Requirement
Would you work out how many of the lines below hold "wooden" and reply with nothing but the number?

.....

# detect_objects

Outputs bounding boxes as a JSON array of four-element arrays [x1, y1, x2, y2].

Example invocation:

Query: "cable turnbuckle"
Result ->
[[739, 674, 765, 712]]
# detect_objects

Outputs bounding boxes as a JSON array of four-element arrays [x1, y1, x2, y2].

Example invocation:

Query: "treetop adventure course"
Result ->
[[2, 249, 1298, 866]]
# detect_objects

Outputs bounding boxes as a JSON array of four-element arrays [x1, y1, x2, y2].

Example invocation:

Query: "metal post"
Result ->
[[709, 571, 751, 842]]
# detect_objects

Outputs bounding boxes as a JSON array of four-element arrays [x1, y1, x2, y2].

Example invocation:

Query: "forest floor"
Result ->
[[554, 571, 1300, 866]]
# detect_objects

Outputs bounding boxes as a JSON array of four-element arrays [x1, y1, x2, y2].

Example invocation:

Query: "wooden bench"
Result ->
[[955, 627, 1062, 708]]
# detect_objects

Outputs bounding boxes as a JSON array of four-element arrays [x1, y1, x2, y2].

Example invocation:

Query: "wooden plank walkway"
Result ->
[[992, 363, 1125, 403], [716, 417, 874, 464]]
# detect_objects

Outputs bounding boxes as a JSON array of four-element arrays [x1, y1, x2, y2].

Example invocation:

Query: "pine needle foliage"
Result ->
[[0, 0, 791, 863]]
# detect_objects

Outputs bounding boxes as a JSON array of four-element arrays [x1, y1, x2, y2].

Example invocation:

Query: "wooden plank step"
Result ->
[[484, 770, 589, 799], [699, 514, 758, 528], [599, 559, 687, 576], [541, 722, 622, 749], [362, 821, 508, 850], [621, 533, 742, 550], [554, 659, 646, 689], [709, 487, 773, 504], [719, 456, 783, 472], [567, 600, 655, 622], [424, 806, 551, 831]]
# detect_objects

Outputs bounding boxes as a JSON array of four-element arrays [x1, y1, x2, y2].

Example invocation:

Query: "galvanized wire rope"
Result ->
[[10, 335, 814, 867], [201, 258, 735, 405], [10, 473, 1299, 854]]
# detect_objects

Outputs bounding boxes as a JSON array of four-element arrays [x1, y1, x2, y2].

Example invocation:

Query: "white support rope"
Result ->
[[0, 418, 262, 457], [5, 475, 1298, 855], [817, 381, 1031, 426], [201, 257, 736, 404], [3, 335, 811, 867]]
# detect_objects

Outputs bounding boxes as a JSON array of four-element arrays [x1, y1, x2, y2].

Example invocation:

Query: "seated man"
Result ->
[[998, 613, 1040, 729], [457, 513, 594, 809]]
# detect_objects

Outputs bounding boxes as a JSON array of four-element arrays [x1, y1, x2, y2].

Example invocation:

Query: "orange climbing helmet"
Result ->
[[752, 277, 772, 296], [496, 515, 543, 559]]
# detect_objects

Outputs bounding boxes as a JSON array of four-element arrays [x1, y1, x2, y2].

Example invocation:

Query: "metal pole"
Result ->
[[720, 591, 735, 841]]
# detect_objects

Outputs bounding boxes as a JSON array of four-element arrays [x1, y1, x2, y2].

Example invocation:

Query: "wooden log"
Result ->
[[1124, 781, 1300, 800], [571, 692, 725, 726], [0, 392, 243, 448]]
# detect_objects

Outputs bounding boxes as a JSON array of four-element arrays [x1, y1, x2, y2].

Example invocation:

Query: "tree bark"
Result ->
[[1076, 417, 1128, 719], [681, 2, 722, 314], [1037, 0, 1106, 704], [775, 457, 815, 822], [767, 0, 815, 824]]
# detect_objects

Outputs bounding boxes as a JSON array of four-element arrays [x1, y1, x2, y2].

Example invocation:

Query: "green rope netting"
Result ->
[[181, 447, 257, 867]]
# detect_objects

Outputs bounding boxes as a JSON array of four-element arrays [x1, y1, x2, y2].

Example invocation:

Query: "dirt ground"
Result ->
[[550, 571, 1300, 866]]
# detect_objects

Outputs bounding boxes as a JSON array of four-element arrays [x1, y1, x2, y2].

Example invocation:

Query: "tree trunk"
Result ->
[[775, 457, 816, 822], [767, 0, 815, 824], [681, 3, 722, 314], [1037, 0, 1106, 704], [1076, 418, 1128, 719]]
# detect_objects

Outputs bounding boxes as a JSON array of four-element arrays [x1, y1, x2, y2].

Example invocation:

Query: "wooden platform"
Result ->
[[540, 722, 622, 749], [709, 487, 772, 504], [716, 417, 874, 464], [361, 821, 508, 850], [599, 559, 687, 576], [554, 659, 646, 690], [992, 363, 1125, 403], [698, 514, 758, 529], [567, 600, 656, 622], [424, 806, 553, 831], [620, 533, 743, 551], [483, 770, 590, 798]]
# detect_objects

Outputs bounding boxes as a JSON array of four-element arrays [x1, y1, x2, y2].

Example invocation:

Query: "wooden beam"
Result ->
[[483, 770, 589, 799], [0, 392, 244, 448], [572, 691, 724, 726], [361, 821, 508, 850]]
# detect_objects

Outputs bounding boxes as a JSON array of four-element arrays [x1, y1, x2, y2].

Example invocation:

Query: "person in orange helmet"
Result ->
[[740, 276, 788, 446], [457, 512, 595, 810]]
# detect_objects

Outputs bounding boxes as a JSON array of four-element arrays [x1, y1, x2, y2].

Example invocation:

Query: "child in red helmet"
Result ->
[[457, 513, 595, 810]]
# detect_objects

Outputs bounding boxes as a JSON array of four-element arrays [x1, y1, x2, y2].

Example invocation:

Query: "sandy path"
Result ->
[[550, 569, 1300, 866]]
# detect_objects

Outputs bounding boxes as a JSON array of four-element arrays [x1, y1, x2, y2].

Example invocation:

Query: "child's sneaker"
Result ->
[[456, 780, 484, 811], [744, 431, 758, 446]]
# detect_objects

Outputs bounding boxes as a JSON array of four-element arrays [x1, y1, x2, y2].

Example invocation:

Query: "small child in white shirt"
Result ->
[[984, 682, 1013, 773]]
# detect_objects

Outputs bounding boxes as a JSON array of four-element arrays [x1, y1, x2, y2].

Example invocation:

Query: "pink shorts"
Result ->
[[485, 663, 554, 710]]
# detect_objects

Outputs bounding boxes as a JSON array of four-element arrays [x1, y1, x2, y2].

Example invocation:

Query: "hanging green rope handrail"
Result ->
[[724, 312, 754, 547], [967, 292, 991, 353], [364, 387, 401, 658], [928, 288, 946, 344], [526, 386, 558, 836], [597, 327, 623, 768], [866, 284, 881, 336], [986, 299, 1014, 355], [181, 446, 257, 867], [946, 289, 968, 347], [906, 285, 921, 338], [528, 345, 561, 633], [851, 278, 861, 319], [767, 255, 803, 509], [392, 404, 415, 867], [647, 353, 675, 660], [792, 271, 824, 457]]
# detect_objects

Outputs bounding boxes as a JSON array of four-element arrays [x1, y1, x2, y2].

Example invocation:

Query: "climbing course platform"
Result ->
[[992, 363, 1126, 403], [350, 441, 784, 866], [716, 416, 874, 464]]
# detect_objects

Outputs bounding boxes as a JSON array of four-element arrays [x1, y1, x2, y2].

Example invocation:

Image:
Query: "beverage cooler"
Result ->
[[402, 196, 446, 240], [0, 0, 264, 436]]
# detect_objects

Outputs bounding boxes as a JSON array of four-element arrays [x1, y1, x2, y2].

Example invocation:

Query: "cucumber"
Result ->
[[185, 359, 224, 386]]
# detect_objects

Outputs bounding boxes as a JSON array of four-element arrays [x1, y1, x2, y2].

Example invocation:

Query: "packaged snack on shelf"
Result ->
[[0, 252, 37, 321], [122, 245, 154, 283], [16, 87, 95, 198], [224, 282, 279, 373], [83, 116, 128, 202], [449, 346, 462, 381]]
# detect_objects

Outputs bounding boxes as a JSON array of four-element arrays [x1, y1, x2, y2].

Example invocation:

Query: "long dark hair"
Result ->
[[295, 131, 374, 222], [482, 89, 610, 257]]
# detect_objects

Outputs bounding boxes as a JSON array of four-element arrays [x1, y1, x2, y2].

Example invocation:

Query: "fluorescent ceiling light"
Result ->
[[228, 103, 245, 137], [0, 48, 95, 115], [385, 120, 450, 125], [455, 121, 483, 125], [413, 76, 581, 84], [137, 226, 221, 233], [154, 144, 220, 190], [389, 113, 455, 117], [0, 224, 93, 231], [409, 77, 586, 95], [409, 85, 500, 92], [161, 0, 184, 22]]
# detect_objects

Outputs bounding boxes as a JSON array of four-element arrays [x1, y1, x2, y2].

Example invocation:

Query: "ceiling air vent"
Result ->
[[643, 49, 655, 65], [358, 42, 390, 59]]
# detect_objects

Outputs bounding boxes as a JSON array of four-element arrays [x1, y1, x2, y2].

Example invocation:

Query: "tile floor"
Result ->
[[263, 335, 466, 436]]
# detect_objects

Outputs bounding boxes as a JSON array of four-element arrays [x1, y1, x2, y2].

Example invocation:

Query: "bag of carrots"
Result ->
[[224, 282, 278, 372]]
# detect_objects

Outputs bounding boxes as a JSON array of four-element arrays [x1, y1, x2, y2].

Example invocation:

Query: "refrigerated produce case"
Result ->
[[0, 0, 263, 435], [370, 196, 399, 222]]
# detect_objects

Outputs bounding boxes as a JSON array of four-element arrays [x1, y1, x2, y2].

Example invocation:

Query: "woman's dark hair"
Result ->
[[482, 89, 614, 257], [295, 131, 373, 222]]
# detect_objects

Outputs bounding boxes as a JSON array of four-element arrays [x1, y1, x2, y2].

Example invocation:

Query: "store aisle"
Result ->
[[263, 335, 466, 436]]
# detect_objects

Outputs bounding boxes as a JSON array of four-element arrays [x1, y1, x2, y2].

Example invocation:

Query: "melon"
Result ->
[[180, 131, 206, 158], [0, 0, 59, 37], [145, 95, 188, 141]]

.....

Written solution
6